▶ **PROBLEM DESCRIPTION**: Extract the lines of the records that run from the line with "Where can you see the plaid sleeve" up to and including the line with "column 214, row 467", and reproduce them word for word.

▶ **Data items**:
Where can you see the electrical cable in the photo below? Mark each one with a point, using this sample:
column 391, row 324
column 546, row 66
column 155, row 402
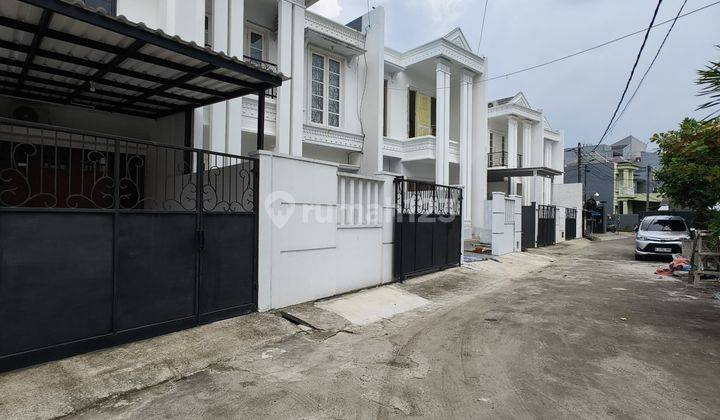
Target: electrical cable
column 612, row 41
column 482, row 27
column 657, row 54
column 632, row 73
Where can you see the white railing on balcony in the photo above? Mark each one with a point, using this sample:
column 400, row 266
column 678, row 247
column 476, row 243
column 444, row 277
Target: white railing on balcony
column 360, row 201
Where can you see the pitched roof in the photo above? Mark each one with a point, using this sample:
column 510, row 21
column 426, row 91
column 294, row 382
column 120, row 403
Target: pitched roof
column 519, row 99
column 457, row 37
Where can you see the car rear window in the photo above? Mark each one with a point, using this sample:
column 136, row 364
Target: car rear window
column 665, row 225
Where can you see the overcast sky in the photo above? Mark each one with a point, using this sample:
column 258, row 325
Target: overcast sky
column 577, row 95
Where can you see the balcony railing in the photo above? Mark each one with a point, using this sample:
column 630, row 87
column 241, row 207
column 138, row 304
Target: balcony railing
column 496, row 159
column 265, row 65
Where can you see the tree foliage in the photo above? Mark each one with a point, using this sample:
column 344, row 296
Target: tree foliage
column 709, row 79
column 690, row 157
column 690, row 172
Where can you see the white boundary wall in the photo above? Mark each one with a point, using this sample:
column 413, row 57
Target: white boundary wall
column 305, row 251
column 506, row 223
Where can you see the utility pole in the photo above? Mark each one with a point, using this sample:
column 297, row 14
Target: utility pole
column 579, row 160
column 647, row 189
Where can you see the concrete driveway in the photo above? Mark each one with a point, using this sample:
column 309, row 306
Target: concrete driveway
column 591, row 334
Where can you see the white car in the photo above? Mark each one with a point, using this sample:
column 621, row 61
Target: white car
column 660, row 236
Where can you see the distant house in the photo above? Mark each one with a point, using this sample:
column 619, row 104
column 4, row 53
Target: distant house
column 629, row 148
column 618, row 173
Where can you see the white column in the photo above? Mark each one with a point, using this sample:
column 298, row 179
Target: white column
column 236, row 41
column 373, row 62
column 527, row 152
column 298, row 77
column 442, row 123
column 218, row 128
column 536, row 159
column 512, row 150
column 285, row 65
column 479, row 157
column 188, row 22
column 466, row 140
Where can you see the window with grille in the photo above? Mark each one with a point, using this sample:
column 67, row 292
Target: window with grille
column 255, row 45
column 326, row 90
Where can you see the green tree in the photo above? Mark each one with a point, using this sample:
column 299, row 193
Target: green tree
column 710, row 81
column 690, row 157
column 690, row 172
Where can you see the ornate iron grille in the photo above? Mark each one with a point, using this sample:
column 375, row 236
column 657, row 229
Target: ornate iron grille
column 423, row 198
column 55, row 168
column 546, row 212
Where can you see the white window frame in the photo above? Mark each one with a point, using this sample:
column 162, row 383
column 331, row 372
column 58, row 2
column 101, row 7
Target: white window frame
column 326, row 88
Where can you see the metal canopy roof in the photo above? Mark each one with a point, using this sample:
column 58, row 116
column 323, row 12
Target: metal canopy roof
column 60, row 51
column 499, row 174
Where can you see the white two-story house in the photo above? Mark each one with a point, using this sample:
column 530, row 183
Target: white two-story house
column 354, row 101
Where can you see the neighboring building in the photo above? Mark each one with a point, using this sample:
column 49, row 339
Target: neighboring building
column 629, row 148
column 618, row 173
column 168, row 163
column 525, row 155
column 434, row 121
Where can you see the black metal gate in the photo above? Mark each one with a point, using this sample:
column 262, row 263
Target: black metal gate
column 428, row 227
column 546, row 225
column 528, row 226
column 105, row 240
column 570, row 224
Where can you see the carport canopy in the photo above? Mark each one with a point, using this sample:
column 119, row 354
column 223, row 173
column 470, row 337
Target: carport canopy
column 500, row 174
column 61, row 51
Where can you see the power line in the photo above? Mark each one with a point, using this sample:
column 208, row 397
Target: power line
column 632, row 72
column 482, row 27
column 657, row 54
column 575, row 54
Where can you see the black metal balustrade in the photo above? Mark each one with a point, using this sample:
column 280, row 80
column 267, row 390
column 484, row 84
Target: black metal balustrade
column 107, row 240
column 428, row 227
column 422, row 198
column 496, row 159
column 55, row 168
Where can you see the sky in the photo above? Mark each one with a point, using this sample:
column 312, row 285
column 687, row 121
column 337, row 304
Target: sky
column 577, row 95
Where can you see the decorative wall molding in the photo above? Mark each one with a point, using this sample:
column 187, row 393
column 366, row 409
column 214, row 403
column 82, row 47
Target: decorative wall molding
column 250, row 109
column 418, row 148
column 333, row 138
column 335, row 30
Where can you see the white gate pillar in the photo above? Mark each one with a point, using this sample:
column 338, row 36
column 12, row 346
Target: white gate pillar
column 466, row 140
column 442, row 123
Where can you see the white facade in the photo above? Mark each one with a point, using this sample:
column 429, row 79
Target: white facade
column 333, row 108
column 352, row 115
column 446, row 147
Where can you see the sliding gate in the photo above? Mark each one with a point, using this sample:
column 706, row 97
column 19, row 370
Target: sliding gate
column 546, row 225
column 105, row 240
column 428, row 227
column 570, row 224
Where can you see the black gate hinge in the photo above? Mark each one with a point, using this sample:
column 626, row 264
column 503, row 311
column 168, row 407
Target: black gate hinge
column 201, row 239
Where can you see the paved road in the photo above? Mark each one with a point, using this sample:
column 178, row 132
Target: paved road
column 594, row 335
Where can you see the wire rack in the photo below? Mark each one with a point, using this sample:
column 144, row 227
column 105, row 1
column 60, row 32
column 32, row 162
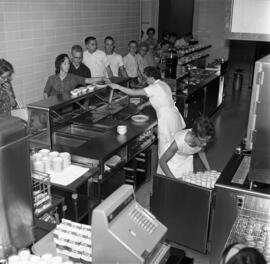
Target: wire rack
column 252, row 225
column 41, row 187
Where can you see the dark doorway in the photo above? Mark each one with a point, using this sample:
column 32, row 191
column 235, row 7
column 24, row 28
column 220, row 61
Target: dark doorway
column 176, row 16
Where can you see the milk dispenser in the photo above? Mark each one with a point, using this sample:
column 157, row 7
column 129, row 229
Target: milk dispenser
column 16, row 217
column 124, row 232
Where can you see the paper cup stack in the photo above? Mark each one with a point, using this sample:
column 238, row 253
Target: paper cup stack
column 46, row 160
column 24, row 257
column 205, row 179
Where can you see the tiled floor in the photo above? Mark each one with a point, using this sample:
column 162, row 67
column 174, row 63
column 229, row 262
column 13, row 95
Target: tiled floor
column 231, row 123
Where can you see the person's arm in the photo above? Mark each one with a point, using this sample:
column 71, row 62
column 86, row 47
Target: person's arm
column 109, row 71
column 141, row 78
column 142, row 106
column 47, row 89
column 123, row 72
column 128, row 91
column 167, row 155
column 204, row 159
column 9, row 89
column 93, row 80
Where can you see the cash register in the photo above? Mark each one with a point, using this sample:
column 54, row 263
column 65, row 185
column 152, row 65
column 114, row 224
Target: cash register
column 125, row 232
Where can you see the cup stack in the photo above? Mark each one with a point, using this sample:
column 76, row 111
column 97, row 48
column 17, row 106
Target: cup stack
column 50, row 161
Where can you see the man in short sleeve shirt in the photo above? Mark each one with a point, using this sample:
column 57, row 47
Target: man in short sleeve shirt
column 96, row 59
column 115, row 60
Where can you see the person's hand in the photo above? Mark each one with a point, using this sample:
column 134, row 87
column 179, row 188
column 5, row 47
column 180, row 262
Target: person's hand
column 141, row 107
column 114, row 86
column 107, row 80
column 6, row 86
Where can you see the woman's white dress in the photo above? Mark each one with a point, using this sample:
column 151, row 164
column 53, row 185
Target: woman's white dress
column 182, row 162
column 170, row 120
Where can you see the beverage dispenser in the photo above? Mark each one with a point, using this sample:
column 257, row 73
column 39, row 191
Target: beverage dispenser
column 16, row 217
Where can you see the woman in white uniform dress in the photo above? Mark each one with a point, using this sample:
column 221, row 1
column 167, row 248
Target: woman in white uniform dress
column 177, row 160
column 159, row 93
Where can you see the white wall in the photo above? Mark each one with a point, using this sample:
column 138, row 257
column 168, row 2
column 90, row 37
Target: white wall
column 209, row 25
column 34, row 32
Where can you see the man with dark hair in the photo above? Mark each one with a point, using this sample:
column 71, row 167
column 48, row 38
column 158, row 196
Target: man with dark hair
column 7, row 96
column 76, row 65
column 141, row 56
column 160, row 97
column 115, row 60
column 96, row 59
column 150, row 37
column 131, row 63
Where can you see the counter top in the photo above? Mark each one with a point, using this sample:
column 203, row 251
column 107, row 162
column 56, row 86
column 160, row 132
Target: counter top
column 225, row 179
column 101, row 146
column 190, row 89
column 66, row 98
column 72, row 187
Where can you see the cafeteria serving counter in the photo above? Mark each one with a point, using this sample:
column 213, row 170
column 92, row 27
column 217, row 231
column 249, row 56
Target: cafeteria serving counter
column 86, row 127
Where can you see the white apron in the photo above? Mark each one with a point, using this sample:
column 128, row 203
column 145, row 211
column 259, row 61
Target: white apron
column 170, row 122
column 182, row 162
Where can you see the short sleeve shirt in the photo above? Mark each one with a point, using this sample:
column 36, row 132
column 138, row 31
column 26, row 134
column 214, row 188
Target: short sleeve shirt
column 56, row 86
column 82, row 70
column 131, row 65
column 97, row 62
column 142, row 63
column 5, row 104
column 183, row 147
column 115, row 61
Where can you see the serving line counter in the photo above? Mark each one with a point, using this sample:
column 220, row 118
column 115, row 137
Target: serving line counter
column 86, row 127
column 121, row 227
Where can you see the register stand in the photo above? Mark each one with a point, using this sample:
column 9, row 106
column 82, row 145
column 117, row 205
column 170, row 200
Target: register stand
column 185, row 209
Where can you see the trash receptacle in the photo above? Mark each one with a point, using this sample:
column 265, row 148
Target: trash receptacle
column 237, row 79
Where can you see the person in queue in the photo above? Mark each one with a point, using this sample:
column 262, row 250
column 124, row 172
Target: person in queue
column 152, row 57
column 96, row 59
column 63, row 81
column 177, row 160
column 76, row 65
column 172, row 39
column 150, row 37
column 164, row 47
column 141, row 56
column 115, row 60
column 131, row 63
column 7, row 96
column 159, row 93
column 241, row 254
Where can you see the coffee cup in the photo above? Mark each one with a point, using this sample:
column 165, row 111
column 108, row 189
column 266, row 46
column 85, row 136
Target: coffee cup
column 66, row 159
column 38, row 165
column 44, row 152
column 121, row 129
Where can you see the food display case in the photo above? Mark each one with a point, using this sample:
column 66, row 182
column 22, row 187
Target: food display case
column 86, row 127
column 55, row 112
column 185, row 207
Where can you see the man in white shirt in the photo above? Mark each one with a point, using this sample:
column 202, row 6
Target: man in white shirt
column 131, row 63
column 96, row 59
column 115, row 60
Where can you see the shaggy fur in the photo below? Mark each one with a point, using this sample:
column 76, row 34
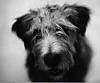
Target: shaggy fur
column 54, row 37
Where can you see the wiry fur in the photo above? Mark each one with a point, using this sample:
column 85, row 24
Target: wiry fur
column 55, row 39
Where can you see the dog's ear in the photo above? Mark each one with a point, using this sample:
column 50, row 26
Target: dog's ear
column 23, row 24
column 77, row 15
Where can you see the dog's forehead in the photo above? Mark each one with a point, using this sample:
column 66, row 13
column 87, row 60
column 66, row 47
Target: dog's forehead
column 50, row 16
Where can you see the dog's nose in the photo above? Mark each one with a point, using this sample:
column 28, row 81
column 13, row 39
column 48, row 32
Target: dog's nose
column 52, row 60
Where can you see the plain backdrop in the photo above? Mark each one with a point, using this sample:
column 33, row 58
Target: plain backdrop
column 12, row 52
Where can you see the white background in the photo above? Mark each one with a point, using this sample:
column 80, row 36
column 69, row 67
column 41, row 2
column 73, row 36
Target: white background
column 12, row 52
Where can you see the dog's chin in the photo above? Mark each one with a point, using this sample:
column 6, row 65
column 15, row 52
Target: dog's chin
column 56, row 74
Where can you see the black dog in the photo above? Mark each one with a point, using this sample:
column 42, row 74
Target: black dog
column 54, row 38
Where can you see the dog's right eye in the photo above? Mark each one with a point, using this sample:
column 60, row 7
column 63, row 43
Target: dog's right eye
column 36, row 35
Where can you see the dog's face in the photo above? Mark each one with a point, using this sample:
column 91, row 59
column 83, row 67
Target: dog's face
column 50, row 34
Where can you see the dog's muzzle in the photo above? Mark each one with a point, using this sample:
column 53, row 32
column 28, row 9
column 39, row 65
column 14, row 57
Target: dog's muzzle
column 52, row 60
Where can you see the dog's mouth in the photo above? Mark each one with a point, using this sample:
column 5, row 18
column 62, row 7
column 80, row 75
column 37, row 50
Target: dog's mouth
column 56, row 72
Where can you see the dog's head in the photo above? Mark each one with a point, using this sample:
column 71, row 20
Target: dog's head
column 49, row 34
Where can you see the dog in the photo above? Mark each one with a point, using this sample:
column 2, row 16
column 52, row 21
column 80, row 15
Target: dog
column 54, row 37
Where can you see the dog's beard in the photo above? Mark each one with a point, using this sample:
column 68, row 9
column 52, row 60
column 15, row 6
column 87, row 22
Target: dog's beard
column 57, row 72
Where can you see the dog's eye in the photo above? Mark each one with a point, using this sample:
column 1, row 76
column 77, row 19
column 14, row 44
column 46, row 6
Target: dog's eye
column 36, row 35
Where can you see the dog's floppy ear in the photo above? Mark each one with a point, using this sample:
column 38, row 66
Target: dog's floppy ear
column 77, row 15
column 23, row 24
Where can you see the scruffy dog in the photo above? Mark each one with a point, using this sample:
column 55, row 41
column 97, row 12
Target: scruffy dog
column 54, row 37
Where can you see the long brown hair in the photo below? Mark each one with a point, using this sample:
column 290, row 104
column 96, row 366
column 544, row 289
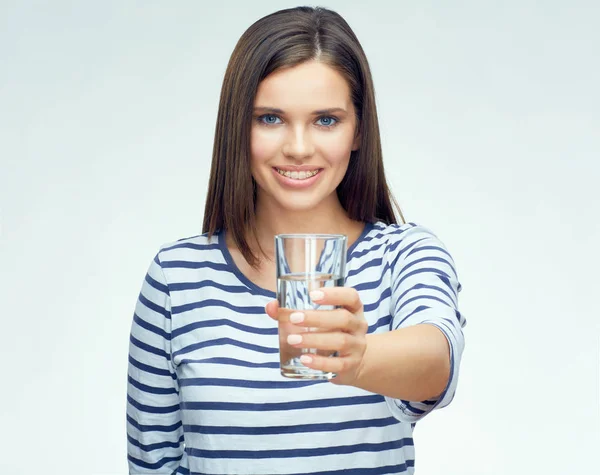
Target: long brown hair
column 281, row 40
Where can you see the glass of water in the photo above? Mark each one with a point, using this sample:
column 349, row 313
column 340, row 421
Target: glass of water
column 305, row 262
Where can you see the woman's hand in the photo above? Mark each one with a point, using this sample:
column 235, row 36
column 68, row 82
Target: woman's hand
column 343, row 330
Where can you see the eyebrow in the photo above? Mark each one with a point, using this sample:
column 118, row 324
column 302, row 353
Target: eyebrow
column 274, row 110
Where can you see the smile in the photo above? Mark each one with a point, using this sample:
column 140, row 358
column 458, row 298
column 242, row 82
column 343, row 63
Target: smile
column 303, row 175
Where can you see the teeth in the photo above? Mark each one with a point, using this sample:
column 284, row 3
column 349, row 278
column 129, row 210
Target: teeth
column 298, row 175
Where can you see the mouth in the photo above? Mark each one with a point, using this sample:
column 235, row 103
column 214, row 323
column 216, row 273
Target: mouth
column 298, row 175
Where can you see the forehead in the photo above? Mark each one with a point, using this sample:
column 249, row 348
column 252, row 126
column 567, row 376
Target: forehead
column 310, row 85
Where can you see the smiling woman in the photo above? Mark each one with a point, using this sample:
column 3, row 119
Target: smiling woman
column 297, row 150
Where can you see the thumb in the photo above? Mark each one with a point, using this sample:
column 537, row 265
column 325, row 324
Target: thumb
column 271, row 308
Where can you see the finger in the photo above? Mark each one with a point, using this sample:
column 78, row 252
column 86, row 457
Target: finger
column 346, row 297
column 327, row 364
column 341, row 342
column 338, row 319
column 272, row 309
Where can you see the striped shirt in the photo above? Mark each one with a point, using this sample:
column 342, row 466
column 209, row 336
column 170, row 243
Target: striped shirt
column 205, row 395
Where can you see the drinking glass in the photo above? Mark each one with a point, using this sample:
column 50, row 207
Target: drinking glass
column 305, row 262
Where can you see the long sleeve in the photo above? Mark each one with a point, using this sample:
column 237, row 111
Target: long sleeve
column 154, row 427
column 424, row 290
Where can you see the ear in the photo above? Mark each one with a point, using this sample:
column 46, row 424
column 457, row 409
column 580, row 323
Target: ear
column 356, row 143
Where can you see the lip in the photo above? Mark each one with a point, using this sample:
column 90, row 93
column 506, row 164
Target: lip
column 296, row 184
column 301, row 168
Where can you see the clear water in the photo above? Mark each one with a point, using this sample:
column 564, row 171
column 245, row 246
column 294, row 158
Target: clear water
column 293, row 293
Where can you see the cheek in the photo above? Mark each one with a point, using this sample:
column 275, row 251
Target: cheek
column 262, row 146
column 337, row 150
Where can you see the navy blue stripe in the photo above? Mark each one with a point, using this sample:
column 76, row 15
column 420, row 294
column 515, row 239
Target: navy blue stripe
column 231, row 361
column 385, row 470
column 225, row 341
column 369, row 285
column 382, row 322
column 424, row 297
column 367, row 251
column 151, row 369
column 162, row 462
column 420, row 308
column 217, row 303
column 152, row 409
column 371, row 263
column 431, row 248
column 245, row 383
column 413, row 409
column 153, row 427
column 149, row 348
column 425, row 270
column 191, row 245
column 152, row 328
column 155, row 307
column 159, row 445
column 151, row 389
column 223, row 322
column 232, row 289
column 452, row 298
column 403, row 250
column 195, row 265
column 446, row 280
column 295, row 429
column 282, row 406
column 429, row 259
column 370, row 307
column 301, row 452
column 157, row 285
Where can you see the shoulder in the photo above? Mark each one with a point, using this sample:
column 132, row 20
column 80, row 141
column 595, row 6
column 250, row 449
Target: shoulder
column 405, row 233
column 398, row 241
column 190, row 249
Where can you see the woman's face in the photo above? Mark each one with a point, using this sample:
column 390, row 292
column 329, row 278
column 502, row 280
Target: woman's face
column 303, row 127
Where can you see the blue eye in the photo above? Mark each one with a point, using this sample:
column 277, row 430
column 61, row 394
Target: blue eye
column 268, row 119
column 328, row 121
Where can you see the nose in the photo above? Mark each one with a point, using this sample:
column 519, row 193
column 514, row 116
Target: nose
column 298, row 144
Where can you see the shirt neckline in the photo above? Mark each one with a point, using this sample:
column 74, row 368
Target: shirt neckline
column 260, row 290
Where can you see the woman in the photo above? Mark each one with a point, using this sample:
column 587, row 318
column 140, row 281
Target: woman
column 297, row 149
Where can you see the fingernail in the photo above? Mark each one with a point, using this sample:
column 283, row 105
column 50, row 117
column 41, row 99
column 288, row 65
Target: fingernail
column 294, row 339
column 297, row 317
column 317, row 295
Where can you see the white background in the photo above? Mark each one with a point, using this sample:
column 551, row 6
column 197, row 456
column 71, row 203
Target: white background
column 491, row 135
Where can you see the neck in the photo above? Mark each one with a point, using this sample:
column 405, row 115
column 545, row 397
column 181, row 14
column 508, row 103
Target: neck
column 328, row 219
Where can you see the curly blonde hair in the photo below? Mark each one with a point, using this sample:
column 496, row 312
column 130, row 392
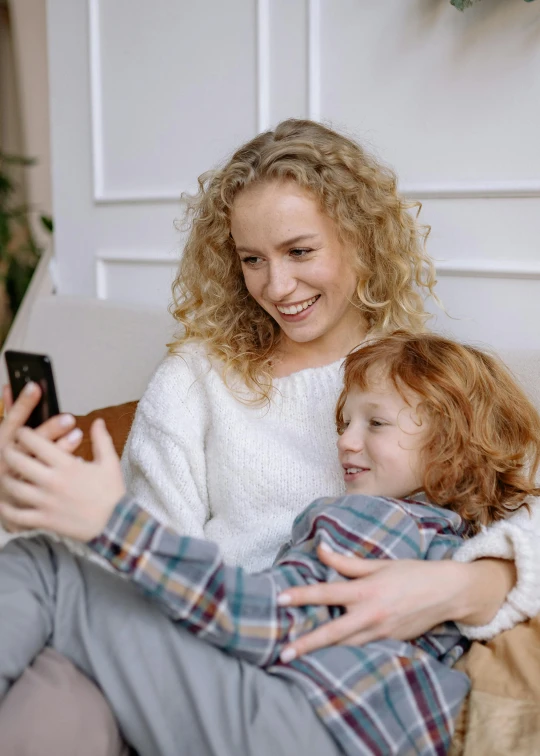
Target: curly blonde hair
column 482, row 449
column 359, row 194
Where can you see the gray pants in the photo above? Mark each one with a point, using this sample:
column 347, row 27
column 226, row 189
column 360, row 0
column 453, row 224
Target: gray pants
column 173, row 694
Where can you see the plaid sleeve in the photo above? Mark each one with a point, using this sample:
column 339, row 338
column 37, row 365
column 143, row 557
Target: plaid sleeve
column 228, row 607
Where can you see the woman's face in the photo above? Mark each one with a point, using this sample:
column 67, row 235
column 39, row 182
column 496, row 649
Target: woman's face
column 295, row 266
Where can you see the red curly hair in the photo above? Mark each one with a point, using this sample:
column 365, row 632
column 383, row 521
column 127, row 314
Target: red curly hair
column 482, row 449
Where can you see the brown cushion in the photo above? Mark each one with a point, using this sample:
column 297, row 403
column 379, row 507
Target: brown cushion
column 118, row 420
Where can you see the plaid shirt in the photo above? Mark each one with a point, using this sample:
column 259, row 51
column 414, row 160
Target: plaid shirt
column 386, row 697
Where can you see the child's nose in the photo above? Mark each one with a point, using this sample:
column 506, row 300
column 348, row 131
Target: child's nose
column 350, row 441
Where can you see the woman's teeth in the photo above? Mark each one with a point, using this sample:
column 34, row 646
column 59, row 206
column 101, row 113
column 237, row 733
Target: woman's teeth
column 295, row 309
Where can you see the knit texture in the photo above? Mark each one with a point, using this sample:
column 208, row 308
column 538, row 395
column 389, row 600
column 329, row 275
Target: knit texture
column 214, row 467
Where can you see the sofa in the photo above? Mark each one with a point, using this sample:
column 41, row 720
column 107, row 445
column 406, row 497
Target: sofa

▶ **PROBLEM SOLUTION**:
Where can you see the plaid sleeve in the photo above? Mark each one with a point, using this sample:
column 339, row 338
column 37, row 365
column 143, row 557
Target: plaid sleeve
column 228, row 607
Where can you see the woman's face in the photo above? Mark each one with a point, using this sample:
column 67, row 235
column 39, row 182
column 496, row 649
Target: woman's face
column 295, row 266
Where can you see the red curly hair in the photo above? Mark each one with a point, using this sample:
column 365, row 632
column 383, row 521
column 127, row 314
Target: red curly hair
column 482, row 449
Where can you see the brown cushion in the photo above? Mark each one with a point, using this sample:
column 297, row 403
column 379, row 507
Target: brown cushion
column 118, row 420
Where can you see the plaid shirt in the photo above? Mark each one with a point, using this sample:
column 259, row 51
column 414, row 160
Target: plaid shirt
column 386, row 697
Where can you see the child's nose in the photo above? Mark each one with a point, using this sample:
column 506, row 300
column 348, row 131
Target: child's nose
column 350, row 441
Where can you see the woman's teeth in the photo above? Mark each one with a point, using this sample:
column 34, row 646
column 59, row 206
column 101, row 113
column 237, row 733
Target: woman's teeth
column 295, row 309
Where can you see the knit texture in the photo above? Mark each one with a point, using this sample:
column 208, row 308
column 538, row 395
column 389, row 600
column 329, row 275
Target: knit texture
column 214, row 467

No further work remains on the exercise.